*GIVEN INSTRUCTION*: Copy out every line from the one containing "Task: confirm every instance of the glass window" through the end of the items, inclusive, and shift each coordinate in the answers by -141.

-- BEGIN DATASET RECORDS --

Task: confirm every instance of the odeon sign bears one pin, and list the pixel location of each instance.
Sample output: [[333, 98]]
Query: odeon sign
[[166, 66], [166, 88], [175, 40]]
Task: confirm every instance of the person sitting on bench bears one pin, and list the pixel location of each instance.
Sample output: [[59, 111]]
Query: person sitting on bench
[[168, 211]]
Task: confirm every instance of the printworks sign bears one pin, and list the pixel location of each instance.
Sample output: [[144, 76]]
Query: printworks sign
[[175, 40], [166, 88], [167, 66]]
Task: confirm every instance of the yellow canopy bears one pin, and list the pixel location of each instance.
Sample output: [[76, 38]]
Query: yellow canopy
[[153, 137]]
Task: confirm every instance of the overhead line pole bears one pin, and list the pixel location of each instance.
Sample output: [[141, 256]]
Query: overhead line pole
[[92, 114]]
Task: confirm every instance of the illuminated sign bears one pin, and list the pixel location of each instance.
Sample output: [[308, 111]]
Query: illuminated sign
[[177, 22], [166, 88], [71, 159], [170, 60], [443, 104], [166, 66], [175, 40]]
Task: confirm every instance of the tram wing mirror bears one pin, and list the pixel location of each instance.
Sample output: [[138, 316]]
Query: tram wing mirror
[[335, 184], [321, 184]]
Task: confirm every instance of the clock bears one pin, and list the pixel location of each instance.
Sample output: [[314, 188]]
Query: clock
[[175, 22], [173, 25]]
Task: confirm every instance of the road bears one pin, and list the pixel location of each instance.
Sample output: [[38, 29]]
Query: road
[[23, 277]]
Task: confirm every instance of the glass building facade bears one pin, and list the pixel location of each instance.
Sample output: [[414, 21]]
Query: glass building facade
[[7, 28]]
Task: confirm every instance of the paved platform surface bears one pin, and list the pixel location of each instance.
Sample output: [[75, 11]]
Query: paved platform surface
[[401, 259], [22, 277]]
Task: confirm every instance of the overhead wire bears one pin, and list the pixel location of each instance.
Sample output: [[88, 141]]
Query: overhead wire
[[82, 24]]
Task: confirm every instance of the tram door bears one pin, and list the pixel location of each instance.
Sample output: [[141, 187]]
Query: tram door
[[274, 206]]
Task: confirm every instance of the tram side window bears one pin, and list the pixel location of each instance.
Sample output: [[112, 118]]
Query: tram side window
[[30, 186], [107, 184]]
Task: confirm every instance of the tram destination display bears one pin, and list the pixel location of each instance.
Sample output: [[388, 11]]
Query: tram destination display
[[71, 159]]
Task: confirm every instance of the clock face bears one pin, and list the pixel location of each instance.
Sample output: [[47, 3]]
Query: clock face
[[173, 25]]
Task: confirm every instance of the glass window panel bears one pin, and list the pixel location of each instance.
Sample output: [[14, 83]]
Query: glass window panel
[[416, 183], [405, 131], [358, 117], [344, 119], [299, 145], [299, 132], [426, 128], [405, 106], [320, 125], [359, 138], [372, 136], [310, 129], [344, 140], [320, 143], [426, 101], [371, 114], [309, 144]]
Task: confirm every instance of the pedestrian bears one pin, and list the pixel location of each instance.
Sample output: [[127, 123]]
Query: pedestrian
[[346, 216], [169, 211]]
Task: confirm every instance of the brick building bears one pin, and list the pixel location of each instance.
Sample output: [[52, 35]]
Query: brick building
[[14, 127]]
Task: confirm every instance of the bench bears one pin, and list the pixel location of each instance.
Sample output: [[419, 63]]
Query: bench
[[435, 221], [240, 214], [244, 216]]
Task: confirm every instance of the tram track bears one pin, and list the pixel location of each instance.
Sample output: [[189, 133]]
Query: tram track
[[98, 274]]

-- END DATASET RECORDS --

*CORRECT RESPONSE*:
Task: confirm every instance of the glass window panel bears one pin, and list the pixel location of each instance.
Sample output: [[14, 83]]
Query: glass window panel
[[275, 42], [264, -10], [217, -24], [203, -22], [158, 4], [158, -9], [285, -13], [264, -35], [179, -16], [218, -3], [231, -5], [169, -12], [203, -1], [179, 2], [285, -40], [230, -27], [168, 3]]
Task: confirm every instance of the pedestrian bears one pin, and list the pixel location of each instance.
Sample output: [[127, 123]]
Query: pedestrian
[[205, 75], [28, 70]]
Task: confirm every instance of the brick building bears one pin, and list the pixel location of each instance.
Sample output: [[52, 35]]
Query: brick building
[[-127, -14]]
Task: confirm every instance of the bench bears one pin, and list the pixel location of each instance.
Sample output: [[419, 63]]
Query: bench
[[294, 80], [99, 73], [103, 75]]
Task: confirm every instance of the tram track bears one pin, and list the pixel location of each instance.
Sample output: [[189, 133]]
Query: tram track
[[-43, 133]]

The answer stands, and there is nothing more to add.